[Given problem 1] For the comment thread on the Santa Fe Indians name, decide whether each statement agrees with it, answering yes or no and quoting the deciding words: (a) Chief Red Fox was born on the Pine Ridge Reservation. (b) Chief Red Fox was a nephew of Sitting Bull. (c) One comment calls the word "Indians" derogatory.

== Article

As one who grew up in Santa Fe, once an Indian always an Indian. For 12 years in the SF school system the only interpretation of OUR use of the word "Indians" was totally well meaning and NEVER meant in any way to disrespect ourselves, the American Native Indians or any Indians anywhere. Lay off our Santa Fe Indians!

Dalton Logan


Gary Scoggin

I see a big difference between “Redskins” (derogatory) and “Indians” (not).

Robert Braeking

Racism, my foot. All this name changing, statue toppling, and callings of racism are the inane rantings of the intellectually inept.

Dalton Logan


Meg Cagnola


Carlos Ponce

Chief Red Fox (Lakota: Tokála Luta, also known as Chief William Red Fox; June 11, 1870 – 1976) was an Oglala Lakota Sioux performer, actor, and Sioux Indian rights advocate, born on the Pine Ridge Reservation in the Dakota Territory. He was a nephew of famed Sioux war leader, Crazy Horse. - Wiki

His mother was White Swan and his father was Black Eagle.

(The Santa Fe Headlight - school newspaper April 24, 1929 Page 1)

====
== Exercise data

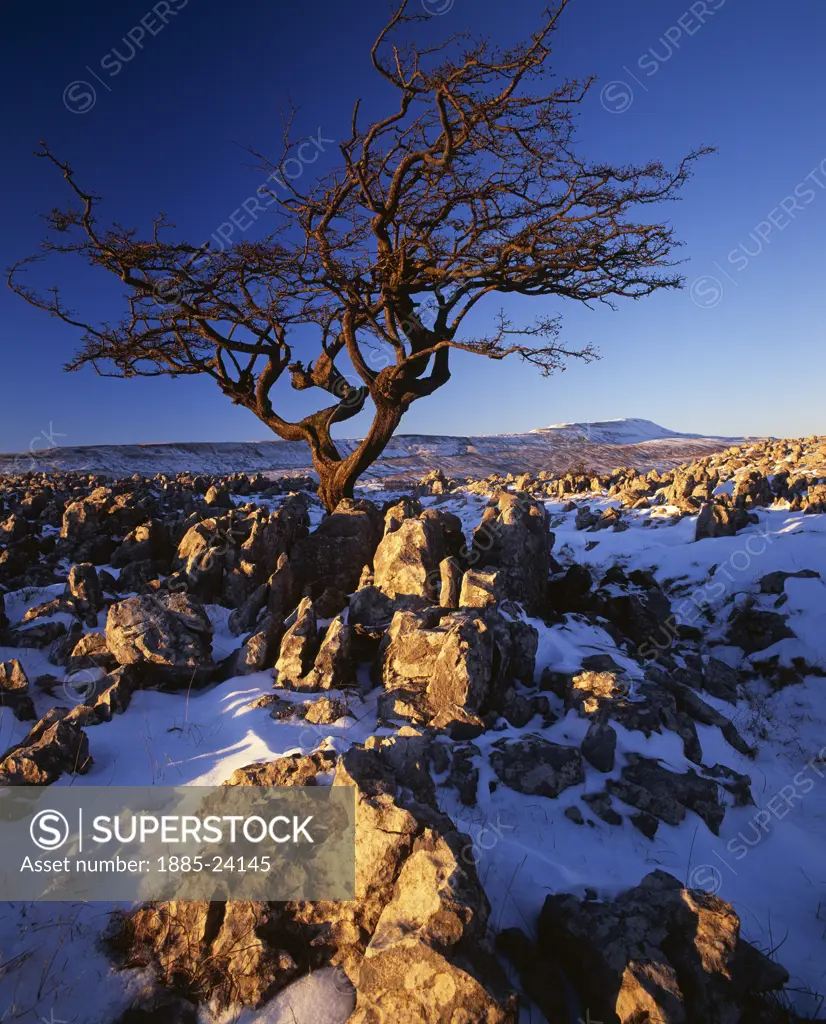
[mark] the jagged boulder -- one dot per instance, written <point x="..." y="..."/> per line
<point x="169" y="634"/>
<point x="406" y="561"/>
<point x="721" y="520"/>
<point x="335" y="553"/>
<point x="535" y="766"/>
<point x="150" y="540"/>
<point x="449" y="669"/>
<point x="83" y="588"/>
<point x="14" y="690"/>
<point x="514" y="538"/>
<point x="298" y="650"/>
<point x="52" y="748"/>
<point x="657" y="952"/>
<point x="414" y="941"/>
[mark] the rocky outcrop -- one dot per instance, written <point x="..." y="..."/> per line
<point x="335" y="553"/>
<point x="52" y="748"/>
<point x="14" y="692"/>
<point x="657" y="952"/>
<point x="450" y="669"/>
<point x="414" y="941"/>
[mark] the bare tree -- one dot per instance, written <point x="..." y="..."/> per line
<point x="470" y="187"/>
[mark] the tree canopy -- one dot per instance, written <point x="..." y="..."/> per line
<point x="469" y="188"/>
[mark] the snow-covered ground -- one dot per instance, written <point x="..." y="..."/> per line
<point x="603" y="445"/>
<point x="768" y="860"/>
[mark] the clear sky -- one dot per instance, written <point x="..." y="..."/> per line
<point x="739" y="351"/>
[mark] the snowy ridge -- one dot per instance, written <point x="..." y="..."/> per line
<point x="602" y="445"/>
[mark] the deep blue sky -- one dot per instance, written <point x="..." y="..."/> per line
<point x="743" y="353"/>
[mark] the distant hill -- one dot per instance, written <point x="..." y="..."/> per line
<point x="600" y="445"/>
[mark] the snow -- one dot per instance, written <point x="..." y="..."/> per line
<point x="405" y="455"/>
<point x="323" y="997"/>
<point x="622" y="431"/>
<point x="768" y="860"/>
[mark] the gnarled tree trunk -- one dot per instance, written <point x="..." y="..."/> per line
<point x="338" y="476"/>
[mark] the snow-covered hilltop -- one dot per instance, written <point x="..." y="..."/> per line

====

[Given problem 2] Rewrite the records from the line with "[mark] the deep" through the end of the records, keeping every request line, and multiply each point coordinate in the answers by 0.55, rounding to whole numbers with halves rounded up.

[Exercise output 1]
(a) Yes: "born on the Pine Ridge Reservation in the Dakota Territory"
(b) No: "He was a nephew of famed Sioux war leader, Crazy Horse."
(c) No: "I see a big difference between “Redskins” (derogatory) and “Indians” (not)."

[Exercise output 2]
[mark] the deep blue sky -- one dot per instance, written <point x="..." y="..."/> per line
<point x="409" y="194"/>
[mark] the distant hill -- one dot per instance, written <point x="..." y="..."/> per line
<point x="330" y="245"/>
[mark] the snow -- one dot per instance, written <point x="..." y="..."/> per line
<point x="223" y="250"/>
<point x="178" y="548"/>
<point x="342" y="237"/>
<point x="422" y="473"/>
[mark] the gnarled tree trunk -- one dot per instance, written <point x="..." y="..."/> per line
<point x="186" y="262"/>
[mark] the snow-covered hilltop -- one dot per instance, written <point x="..." y="..."/> per line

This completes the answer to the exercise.